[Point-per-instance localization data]
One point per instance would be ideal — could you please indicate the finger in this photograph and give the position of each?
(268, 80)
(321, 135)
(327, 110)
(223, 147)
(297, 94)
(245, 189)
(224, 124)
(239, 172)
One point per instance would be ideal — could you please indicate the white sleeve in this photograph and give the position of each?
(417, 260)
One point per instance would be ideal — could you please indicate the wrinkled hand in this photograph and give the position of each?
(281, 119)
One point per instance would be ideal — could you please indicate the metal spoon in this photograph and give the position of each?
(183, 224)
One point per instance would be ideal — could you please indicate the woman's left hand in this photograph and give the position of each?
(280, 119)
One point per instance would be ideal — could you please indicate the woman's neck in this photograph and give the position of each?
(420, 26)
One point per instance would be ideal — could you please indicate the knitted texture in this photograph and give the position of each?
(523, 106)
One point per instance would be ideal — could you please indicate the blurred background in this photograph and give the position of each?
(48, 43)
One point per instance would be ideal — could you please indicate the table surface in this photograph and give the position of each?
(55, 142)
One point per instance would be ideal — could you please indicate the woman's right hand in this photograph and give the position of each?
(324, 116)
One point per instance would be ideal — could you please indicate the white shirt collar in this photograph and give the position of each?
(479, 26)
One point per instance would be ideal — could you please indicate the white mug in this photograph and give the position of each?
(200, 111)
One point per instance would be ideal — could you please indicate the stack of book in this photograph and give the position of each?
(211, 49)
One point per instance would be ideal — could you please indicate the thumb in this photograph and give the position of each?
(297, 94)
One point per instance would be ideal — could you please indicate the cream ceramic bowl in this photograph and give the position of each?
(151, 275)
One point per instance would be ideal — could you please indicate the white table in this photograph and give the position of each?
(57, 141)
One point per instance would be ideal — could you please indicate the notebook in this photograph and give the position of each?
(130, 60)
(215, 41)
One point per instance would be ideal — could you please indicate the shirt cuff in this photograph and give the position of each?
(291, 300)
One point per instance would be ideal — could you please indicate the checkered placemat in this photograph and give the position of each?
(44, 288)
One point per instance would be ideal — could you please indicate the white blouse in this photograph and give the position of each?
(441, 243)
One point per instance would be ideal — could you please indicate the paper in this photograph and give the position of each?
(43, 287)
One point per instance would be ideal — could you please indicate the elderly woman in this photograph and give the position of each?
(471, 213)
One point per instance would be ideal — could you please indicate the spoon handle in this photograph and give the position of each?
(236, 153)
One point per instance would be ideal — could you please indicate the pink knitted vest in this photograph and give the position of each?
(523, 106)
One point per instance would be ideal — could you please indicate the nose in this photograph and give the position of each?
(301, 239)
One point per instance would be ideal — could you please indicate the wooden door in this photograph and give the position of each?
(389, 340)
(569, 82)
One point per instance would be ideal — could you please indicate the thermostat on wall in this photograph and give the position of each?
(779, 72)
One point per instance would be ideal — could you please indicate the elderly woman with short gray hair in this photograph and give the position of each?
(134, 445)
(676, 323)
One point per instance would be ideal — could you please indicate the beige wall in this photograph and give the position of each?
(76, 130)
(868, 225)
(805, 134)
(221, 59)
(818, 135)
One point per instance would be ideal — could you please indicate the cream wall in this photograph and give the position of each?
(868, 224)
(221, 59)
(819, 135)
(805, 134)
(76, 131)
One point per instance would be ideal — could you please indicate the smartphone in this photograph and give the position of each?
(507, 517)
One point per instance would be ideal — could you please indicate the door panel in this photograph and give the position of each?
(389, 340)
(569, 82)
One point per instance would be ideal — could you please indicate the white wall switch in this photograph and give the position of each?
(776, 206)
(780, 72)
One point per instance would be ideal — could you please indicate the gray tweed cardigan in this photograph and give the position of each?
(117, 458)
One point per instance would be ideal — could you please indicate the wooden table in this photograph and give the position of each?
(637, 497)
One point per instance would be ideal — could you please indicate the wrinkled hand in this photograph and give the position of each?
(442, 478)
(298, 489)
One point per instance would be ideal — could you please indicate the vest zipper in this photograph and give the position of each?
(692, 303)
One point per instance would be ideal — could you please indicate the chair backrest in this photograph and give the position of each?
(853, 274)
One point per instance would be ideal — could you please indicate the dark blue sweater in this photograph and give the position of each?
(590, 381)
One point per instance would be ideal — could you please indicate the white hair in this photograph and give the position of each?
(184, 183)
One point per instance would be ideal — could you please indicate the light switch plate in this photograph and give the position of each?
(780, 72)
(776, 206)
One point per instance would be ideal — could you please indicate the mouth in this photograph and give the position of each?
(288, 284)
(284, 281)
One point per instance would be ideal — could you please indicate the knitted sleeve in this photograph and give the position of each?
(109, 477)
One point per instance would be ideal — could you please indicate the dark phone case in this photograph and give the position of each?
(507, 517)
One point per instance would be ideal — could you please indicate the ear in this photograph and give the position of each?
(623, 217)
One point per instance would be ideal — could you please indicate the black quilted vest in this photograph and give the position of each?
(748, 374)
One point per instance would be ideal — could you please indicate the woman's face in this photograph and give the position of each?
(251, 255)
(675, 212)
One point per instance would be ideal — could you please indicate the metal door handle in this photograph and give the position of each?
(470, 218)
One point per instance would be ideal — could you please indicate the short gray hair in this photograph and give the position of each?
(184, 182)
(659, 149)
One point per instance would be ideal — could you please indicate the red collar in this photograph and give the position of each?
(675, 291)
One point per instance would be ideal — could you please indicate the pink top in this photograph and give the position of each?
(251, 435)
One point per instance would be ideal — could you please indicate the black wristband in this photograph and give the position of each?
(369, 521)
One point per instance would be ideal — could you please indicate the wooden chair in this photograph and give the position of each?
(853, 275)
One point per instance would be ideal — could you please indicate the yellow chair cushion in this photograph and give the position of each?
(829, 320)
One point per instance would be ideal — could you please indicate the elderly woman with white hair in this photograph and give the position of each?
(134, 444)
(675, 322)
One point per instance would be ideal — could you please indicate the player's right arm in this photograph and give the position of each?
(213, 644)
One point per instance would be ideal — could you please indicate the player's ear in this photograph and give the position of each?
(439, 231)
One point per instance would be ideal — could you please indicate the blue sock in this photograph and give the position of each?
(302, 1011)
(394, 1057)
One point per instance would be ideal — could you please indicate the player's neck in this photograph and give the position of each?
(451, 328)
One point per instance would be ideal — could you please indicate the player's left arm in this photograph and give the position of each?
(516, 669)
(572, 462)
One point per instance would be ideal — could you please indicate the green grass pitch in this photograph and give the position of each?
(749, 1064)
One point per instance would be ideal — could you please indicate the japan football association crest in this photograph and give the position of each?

● What to work on: An exact reproduction of the data is required. Leave nothing out.

● Task response:
One point per instance would be ideal — could you please indicate the finger in this photograph and give the position of each?
(268, 80)
(321, 135)
(327, 110)
(223, 147)
(297, 94)
(245, 189)
(224, 124)
(239, 172)
One point per instance would be ideal — could you please indicate the white sleeve in this photograph and give the position of each?
(417, 260)
One point per instance would be ideal — could you please indicate the wrinkled hand in this photograph and give the position of each?
(281, 119)
One point per instance would be ideal — could you please indicate the metal spoon in this photograph and give the position of each?
(183, 224)
One point per instance would be ideal — could you please indicate the woman's left hand in this photograph and give the position of each?
(280, 119)
One point per instance would be ideal — could you please indicate the woman's neck in this photograph and give the position of each?
(420, 26)
One point per instance would be ideal — could you please indicate the knitted texture in this photograph and give the position of each?
(523, 106)
One point per instance would be ideal — could you please indicate the blurred background in this photograph and give the position of each?
(48, 43)
One point per instance would be ideal — could you please indicate the table surface in this photograph and give the position of each?
(55, 142)
One point per instance would be ideal — could you please indicate the woman's right hand in this photograph and give the position of each?
(324, 116)
One point per instance would be ideal — could you please indicate the white shirt collar in this photograph and give the position of each?
(479, 26)
One point per instance would be ideal — could you please indicate the white mug in this photograph and give the position of each?
(200, 111)
One point per instance would be ideal — could you please indicate the stack of book in this photograph and give the position of each?
(211, 49)
One point per instance would be ideal — could you please indicate the thumb in this photograph and give the position of each?
(297, 94)
One point per instance would be ideal — could you please indicate the cream ceramic bowl in this photograph and give the position of each?
(151, 275)
One point per instance would be ideal — could you please indicate the white table in this photograph and give the position of each?
(57, 141)
One point per instance would be ideal — could you please indicate the notebook in this photograph and give the position of each?
(130, 60)
(215, 41)
One point per instance would be ideal — could you please indicate the shirt cuff in this photograph and give the position of each?
(291, 300)
One point per instance would be ideal — could you please indicate the checkered placemat in this photograph and give the position of each?
(44, 288)
One point per instance would be ideal — could you please indicate the white blouse in this photograph and give the position of each?
(441, 243)
One point per instance would be ideal — could you please indicate the paper in this photograph and give the position of each?
(43, 287)
One point per instance would be ideal — could you please indicate the elderly woman in this photograph and give the position of each?
(471, 213)
One point per instance would be ideal — could you please indicate the spoon handle in this photograph and give the position of each?
(236, 153)
One point per instance would be ideal — could you please indicate the pink knitted vest in this photograph and give the position of each?
(523, 106)
One point per instance would be ideal — could you please indicate the nose in this photograph and give the position of each?
(301, 239)
One point per instance would be ideal — could you please indicate the wooden door in this photograph and give the position of each?
(389, 340)
(569, 82)
One point per instance would be ideal — could you please indicate the thermostat on wall in this photograph and give the position of each?
(779, 72)
One point per instance would be ideal — could you please indicate the elderly woman with short gray hair in this photograph and give the position of each?
(134, 445)
(676, 323)
One point per instance would be ideal — could you please indicate the beige wall in this photograph and give the position of each?
(76, 130)
(868, 225)
(805, 134)
(221, 59)
(818, 135)
One point per instance would be ideal — could you please indicate the cream wall in this photograph and give the position of each?
(868, 224)
(221, 59)
(819, 135)
(805, 134)
(76, 131)
One point per instance would be ideal — could you please indicate the smartphone in this photograph and give the position of each?
(507, 517)
One point per instance would be ideal — could you please indicate the door panel in this photograph and give the position of each?
(389, 340)
(569, 82)
One point per instance would be ideal — could you please indicate the white wall switch in this photograph and give the position of each?
(776, 206)
(780, 72)
One point per instance would be ideal — could you please indicate the gray tweed cardigan in this photograph and give the position of each?
(117, 458)
One point per instance would be ideal — could you please indicate the wooden table in this photograph and give the position of each?
(637, 497)
One point per instance would be ideal — could you please indicate the wrinkled hand in this photograph and give the position of each?
(442, 478)
(298, 489)
One point per instance would be ideal — could you please indicate the vest zipper in this photograph and give the position of each?
(692, 303)
One point per instance would be ideal — could you please indicate the chair backrest in this photograph and give the position of each?
(853, 274)
One point per instance would be ideal — could you please indicate the dark blue sweater in this photograph and give the position of each?
(590, 381)
One point per instance would be ideal — could you please indicate the white hair in this photograph and give the position of each?
(184, 183)
One point per instance would be ideal — could you please indicate the light switch plate in this photograph and give the position of each?
(780, 72)
(776, 206)
One point per instance would be ideal — could you please indicate the mouth in this photograph and give the position of each?
(288, 284)
(284, 281)
One point per instance would be ideal — could you please indicate the knitted sleeve in this photograph and give the position of each?
(109, 477)
One point per instance would be ideal — could you please indicate the dark phone case in this photograph and give the position of each?
(507, 517)
One point per instance would be ideal — could you please indicate the ear in this photograph and give the position of each?
(623, 217)
One point per instance would be ideal — could you please indicate the black quilted vest in this photograph and give the position of each?
(748, 374)
One point per instance would be ideal — could you please indicate the woman's face in this photograph and give the position of each?
(251, 255)
(675, 212)
One point per instance would be ideal — could you please indicate the metal door handle in this photograph and give the position of each?
(470, 218)
One point per instance would be ideal — could you please indicate the short gray hair in this photograph and give the position of each?
(184, 182)
(659, 149)
One point per instance would be ideal — could you please indicate the red collar in this photograph and give the position of each?
(675, 291)
One point per instance would be ideal — could you please indicate the pink top in this photograph and give the position of each?
(251, 435)
One point per instance would be ideal — could you please indicate the black wristband in this photograph and give the position of each?
(369, 521)
One point per instance would be ideal — could you please indicate the wooden chair in this photograph and give the position of each?
(853, 275)
One point per instance would be ideal — could you please indicate the yellow chair cushion in this photograph and give the position of each?
(829, 320)
One point per instance would be ideal — could you please indicate the elderly woman with white hair in this photograph and give the position of each?
(134, 444)
(675, 322)
One point per instance would be ideal — could you please indicate the player's right arm in this photograph and give the position of each?
(213, 644)
One point per instance would be ideal — could you please indicate the player's ear in this photograph and give the position of each?
(439, 231)
One point per instance would be ideal — could you please indicate the blue sock in this photograph and give the position of each?
(302, 1011)
(394, 1057)
One point per instance would be ideal — could you please indicate the player's neck in this photograph and give the position of each?
(451, 328)
One point per instance would be ideal — could you please indicate the player's left arm in this photograph and give the position of each?
(516, 669)
(572, 462)
One point per instance would be ideal — could you please indicate the green grass pitch in this photograph and give the position of each?
(749, 1064)
One point per instance would be ideal — could you please indicate the japan football association crest in this photograph and give the position of each?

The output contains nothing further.